Pointing dataset listing
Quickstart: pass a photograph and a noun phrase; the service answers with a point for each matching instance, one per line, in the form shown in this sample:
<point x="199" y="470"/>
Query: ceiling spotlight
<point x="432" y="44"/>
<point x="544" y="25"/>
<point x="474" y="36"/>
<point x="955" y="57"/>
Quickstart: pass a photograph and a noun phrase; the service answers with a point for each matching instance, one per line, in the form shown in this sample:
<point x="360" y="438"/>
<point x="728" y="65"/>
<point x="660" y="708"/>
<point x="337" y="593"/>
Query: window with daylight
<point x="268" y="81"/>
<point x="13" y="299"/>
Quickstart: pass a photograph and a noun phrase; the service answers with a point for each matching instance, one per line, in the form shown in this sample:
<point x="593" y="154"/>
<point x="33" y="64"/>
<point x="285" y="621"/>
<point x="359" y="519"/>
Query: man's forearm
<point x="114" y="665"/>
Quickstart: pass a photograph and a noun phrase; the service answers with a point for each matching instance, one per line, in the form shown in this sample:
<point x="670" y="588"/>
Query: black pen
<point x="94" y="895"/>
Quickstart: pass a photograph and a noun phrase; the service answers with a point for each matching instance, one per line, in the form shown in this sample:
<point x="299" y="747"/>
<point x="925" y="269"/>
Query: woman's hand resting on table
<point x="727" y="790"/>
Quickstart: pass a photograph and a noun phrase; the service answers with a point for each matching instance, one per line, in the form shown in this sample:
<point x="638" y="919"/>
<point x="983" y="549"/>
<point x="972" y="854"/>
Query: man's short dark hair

...

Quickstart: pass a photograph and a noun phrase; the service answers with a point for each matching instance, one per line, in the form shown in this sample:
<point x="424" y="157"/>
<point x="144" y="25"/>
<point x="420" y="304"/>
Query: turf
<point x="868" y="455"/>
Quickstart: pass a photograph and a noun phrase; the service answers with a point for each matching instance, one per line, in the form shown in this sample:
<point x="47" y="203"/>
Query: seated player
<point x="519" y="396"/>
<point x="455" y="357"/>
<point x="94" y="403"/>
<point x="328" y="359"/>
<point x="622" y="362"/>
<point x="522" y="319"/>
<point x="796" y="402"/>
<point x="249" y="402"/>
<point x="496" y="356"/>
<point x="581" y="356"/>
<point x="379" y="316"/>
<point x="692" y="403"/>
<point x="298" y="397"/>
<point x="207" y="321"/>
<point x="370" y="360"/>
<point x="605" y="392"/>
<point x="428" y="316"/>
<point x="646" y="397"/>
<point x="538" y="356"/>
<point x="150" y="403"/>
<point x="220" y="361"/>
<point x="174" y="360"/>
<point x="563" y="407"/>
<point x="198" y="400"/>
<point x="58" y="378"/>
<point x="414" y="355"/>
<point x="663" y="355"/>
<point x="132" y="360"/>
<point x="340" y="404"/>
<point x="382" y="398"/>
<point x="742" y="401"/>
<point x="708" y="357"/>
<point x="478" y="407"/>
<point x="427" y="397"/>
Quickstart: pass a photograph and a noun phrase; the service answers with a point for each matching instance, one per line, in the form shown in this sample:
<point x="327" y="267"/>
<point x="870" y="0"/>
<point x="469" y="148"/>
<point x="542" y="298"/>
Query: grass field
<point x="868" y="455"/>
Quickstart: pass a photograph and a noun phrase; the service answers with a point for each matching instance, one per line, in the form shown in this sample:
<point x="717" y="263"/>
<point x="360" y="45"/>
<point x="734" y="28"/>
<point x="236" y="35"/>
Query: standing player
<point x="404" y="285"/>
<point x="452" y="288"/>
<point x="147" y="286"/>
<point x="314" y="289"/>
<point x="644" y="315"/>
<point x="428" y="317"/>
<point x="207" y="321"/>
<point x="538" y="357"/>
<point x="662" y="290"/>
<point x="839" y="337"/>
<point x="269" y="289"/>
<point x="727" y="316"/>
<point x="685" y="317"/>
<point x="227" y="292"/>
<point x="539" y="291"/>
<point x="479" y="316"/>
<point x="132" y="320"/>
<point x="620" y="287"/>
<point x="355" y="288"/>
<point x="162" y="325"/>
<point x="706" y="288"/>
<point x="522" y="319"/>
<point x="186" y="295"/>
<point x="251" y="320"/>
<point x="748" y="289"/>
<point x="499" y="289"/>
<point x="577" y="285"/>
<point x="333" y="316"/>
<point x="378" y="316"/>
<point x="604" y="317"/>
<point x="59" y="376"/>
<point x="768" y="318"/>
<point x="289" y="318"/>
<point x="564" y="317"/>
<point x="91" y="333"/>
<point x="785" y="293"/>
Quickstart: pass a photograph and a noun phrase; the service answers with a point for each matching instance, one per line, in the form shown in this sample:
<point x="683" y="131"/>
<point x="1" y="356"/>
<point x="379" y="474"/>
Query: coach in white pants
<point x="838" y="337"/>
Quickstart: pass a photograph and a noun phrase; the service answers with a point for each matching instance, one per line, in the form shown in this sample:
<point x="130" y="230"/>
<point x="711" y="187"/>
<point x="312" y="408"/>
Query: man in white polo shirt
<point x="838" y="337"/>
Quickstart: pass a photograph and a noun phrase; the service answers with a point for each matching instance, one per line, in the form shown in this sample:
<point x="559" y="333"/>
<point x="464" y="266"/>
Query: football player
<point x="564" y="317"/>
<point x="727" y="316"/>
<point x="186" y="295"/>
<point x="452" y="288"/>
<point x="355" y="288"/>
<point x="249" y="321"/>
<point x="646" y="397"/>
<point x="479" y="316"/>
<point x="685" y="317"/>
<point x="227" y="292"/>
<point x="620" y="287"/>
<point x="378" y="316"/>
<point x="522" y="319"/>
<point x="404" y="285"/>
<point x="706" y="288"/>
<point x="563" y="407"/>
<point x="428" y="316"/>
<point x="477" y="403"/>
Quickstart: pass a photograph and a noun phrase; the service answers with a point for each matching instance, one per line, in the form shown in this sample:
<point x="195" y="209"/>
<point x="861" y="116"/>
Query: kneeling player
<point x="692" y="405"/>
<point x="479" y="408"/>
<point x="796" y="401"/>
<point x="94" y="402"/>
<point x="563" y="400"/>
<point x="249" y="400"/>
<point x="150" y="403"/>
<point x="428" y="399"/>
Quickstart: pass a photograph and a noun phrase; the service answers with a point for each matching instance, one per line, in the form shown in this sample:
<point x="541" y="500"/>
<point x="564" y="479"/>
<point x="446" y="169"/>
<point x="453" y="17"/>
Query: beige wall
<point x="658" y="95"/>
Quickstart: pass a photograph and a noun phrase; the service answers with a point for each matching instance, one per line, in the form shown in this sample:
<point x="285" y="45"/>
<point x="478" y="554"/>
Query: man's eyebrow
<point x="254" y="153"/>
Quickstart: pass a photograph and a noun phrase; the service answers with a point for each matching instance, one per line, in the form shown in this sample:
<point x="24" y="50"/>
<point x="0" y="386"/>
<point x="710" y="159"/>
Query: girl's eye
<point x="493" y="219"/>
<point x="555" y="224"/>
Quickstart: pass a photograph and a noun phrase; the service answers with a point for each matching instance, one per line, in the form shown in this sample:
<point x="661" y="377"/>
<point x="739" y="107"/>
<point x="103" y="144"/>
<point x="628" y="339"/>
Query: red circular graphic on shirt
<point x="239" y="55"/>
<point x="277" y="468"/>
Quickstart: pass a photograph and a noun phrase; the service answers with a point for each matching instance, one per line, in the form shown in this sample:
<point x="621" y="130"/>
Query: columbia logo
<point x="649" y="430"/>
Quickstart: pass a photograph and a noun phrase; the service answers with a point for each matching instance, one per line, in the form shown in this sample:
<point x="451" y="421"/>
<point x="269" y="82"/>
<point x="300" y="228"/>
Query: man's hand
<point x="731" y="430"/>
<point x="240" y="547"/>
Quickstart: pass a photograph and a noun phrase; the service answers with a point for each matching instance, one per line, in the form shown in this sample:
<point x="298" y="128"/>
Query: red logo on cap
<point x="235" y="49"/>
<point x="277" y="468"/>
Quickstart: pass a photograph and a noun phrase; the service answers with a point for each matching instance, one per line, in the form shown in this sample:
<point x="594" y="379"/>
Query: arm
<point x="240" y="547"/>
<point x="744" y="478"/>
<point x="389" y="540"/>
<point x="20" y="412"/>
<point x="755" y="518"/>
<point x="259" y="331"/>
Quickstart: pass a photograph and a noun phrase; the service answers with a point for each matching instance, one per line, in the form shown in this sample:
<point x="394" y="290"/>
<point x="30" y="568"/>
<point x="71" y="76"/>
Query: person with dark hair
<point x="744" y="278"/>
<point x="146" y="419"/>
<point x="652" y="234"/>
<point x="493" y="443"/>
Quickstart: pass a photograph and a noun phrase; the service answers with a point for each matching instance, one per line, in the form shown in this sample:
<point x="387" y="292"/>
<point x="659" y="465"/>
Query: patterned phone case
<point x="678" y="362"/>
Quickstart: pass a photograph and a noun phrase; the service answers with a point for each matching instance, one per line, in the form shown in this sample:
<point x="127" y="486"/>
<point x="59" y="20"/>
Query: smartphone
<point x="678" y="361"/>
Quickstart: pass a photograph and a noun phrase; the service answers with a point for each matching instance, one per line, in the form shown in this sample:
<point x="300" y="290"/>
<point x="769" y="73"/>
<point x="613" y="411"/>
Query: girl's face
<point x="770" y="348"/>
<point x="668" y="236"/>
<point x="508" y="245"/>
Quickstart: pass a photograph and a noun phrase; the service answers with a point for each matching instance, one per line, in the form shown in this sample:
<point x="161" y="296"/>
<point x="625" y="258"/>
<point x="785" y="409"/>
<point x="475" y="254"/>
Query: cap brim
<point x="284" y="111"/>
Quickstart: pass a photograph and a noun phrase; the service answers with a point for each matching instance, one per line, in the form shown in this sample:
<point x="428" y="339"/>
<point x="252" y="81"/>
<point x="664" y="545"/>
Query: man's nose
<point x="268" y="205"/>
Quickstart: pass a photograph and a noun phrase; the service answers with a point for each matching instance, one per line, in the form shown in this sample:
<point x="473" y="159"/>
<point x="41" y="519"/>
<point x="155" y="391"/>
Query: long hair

#### [The problem]
Show every line of the listing above that contains the word "player", observing case.

#### [Result below]
Query: seated player
Query: standing player
Query: football player
Query: kneeling player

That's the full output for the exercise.